* BEGIN Provided records *

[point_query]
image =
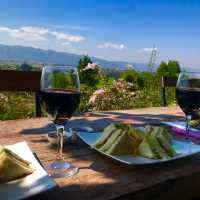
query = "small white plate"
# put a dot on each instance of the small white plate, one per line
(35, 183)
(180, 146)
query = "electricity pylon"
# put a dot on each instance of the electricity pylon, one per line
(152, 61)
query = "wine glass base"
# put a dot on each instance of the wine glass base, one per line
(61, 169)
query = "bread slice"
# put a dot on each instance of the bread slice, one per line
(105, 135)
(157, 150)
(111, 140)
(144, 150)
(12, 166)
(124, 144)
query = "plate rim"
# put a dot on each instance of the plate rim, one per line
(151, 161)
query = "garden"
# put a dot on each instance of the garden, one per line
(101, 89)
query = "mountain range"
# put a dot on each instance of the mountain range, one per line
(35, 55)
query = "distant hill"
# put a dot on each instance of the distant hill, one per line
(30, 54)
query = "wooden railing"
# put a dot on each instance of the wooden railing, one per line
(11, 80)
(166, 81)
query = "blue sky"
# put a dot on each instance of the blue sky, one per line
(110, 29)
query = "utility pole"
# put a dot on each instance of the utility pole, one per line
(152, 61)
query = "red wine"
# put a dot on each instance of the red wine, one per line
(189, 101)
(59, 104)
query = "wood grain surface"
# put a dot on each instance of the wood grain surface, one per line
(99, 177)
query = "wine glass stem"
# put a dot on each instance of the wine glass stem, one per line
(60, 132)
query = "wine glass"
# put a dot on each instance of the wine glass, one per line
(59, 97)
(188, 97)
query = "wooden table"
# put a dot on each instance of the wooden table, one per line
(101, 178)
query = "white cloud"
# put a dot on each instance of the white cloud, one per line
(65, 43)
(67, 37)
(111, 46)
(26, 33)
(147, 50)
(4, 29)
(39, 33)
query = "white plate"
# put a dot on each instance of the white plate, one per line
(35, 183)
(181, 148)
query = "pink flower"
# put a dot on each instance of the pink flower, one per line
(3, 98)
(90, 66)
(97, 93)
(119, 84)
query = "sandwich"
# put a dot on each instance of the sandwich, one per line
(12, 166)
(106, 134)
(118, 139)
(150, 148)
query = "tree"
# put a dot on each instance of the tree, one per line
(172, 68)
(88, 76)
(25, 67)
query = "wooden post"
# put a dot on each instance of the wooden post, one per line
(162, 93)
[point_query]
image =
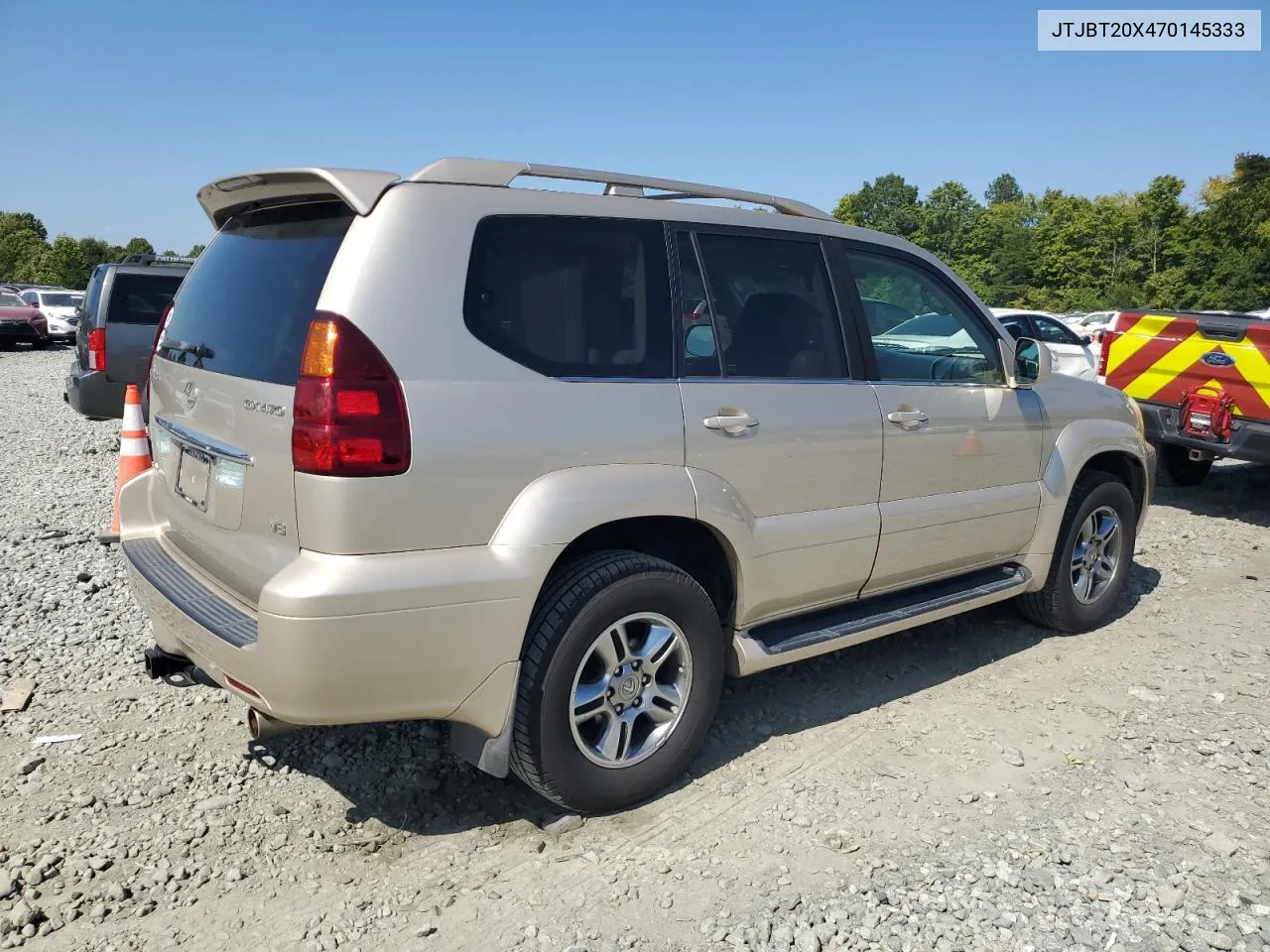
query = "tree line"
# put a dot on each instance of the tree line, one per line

* END Provided records *
* BEGIN Provided records *

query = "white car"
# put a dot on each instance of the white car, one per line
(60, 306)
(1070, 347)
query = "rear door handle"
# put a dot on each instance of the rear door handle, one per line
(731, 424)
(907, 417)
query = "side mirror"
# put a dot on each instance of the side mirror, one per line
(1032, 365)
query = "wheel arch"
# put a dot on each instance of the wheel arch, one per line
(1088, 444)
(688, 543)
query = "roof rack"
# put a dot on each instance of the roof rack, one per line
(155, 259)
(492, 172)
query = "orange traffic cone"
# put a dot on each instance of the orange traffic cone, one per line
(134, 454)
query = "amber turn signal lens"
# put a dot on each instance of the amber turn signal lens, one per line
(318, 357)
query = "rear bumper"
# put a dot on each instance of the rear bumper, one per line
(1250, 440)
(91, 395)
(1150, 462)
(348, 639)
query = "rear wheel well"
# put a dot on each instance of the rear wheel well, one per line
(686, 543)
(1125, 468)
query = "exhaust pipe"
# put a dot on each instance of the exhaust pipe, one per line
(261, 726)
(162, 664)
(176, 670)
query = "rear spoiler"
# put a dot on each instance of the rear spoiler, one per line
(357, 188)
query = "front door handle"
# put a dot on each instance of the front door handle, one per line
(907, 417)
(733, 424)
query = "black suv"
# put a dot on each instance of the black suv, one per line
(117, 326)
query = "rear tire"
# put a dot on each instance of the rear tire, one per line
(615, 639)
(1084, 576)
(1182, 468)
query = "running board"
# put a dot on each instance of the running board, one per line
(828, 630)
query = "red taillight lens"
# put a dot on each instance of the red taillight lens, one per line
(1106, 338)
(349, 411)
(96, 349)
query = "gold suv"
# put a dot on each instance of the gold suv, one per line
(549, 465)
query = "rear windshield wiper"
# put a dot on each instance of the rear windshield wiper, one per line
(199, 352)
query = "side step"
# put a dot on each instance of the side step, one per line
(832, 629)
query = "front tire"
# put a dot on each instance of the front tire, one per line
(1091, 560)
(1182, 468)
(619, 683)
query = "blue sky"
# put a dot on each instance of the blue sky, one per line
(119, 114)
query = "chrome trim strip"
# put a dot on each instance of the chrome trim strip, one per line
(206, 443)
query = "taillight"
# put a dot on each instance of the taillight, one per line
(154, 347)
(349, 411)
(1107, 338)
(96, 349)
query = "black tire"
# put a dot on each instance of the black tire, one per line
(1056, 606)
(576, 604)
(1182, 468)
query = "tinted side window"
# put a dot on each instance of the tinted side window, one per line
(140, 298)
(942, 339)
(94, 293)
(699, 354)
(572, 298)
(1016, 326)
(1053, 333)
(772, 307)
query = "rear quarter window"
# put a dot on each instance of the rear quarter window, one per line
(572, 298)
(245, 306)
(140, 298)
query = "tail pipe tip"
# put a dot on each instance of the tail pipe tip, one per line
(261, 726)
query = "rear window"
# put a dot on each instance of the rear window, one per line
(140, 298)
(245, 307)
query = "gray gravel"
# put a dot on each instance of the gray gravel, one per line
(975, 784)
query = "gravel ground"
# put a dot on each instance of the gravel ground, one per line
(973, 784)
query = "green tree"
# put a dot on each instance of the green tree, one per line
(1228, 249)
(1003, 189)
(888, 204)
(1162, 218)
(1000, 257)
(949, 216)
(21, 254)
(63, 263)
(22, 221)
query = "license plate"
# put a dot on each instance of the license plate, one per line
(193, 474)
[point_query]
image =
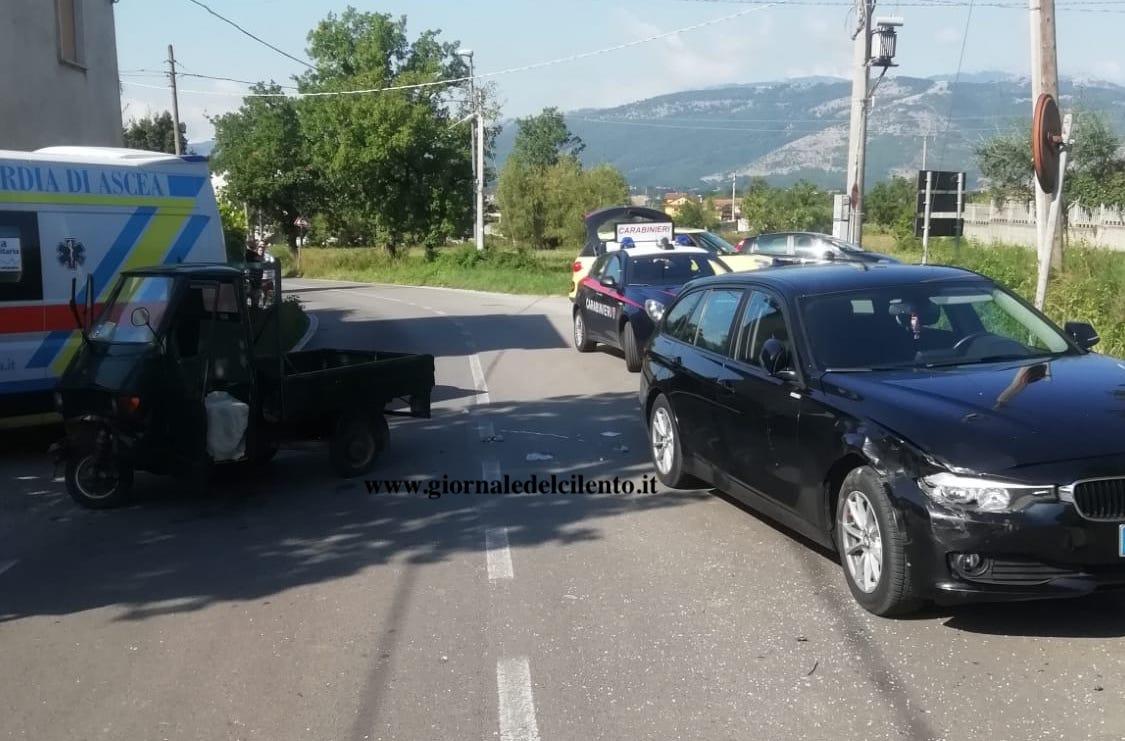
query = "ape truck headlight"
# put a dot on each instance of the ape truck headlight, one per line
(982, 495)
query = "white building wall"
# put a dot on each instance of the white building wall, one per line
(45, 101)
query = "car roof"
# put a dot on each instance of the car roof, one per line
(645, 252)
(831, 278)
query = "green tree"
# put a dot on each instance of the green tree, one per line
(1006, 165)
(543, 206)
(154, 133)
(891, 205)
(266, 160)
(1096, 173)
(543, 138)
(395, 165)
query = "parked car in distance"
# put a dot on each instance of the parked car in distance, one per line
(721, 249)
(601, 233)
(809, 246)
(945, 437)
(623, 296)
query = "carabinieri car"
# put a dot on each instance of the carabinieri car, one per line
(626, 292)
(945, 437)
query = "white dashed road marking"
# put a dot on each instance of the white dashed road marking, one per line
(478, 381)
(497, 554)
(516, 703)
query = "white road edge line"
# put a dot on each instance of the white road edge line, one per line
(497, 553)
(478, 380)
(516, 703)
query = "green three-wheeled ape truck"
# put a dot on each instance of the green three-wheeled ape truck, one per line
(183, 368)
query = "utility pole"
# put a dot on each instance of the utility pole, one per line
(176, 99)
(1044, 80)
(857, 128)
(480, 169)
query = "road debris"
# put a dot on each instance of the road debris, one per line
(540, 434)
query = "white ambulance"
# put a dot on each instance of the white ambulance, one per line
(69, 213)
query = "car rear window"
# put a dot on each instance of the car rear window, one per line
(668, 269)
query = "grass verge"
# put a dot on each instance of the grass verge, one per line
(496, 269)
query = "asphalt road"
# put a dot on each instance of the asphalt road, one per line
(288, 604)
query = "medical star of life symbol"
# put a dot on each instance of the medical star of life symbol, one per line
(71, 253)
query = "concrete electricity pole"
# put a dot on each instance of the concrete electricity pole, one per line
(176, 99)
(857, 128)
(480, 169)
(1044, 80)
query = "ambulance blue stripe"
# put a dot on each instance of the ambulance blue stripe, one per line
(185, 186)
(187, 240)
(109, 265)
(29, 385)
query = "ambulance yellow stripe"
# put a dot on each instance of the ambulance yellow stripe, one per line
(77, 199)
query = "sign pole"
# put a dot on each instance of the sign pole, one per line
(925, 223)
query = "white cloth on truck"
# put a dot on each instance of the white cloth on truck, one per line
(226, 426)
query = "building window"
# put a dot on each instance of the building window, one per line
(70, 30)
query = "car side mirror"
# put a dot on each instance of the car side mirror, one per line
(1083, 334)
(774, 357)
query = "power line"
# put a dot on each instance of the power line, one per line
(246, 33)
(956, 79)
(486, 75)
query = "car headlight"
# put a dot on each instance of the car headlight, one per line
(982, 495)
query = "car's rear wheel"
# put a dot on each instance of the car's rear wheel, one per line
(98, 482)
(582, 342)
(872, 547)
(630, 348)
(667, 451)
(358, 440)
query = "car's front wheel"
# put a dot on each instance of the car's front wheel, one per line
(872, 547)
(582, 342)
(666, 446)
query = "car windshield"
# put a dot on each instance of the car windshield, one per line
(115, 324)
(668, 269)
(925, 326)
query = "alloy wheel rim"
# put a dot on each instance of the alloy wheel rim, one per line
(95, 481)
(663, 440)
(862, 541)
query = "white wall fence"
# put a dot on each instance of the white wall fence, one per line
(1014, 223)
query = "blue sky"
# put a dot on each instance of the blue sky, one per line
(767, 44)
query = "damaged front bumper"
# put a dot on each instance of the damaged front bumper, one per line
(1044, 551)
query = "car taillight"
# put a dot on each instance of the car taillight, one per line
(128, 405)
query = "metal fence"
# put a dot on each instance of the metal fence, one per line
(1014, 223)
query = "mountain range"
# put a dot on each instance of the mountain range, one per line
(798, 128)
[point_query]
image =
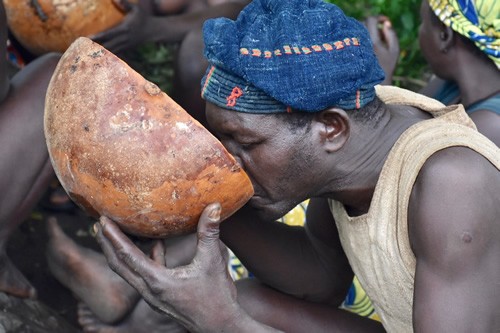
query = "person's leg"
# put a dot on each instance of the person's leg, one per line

* END Provided records *
* BEGIN Provided records *

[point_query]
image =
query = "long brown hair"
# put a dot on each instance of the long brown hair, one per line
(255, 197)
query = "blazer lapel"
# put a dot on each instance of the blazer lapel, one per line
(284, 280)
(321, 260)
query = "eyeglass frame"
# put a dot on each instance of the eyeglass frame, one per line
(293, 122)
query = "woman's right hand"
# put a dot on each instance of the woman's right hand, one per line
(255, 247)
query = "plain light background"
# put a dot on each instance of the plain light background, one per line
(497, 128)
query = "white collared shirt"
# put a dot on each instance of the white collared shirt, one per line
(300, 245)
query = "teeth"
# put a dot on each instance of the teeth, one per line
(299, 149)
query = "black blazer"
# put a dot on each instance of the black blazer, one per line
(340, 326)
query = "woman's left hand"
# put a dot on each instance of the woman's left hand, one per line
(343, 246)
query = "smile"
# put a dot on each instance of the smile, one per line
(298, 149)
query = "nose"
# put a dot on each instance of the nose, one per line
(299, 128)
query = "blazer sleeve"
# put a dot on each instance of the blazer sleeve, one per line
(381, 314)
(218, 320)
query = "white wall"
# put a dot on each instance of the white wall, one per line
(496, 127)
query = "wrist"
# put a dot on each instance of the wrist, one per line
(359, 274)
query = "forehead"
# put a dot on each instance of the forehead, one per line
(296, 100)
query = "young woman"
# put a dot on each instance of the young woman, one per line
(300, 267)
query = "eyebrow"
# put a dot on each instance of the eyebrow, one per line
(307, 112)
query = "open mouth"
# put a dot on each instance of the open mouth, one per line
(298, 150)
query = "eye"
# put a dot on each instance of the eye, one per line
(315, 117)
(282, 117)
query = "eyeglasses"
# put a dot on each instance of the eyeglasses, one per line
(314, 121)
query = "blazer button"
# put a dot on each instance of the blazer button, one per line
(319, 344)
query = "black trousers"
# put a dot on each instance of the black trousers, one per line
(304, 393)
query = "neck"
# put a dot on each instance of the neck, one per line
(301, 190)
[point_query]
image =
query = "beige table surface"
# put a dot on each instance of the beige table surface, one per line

* END Provided records *

What the task asks: Which lines of the records above contain the word "left"? Pull out each one, and treat uppercase and lowercase as different.

Response to this exercise:
query = "woman's left hand"
# put a dot on each instance of the woman's left hand, one per line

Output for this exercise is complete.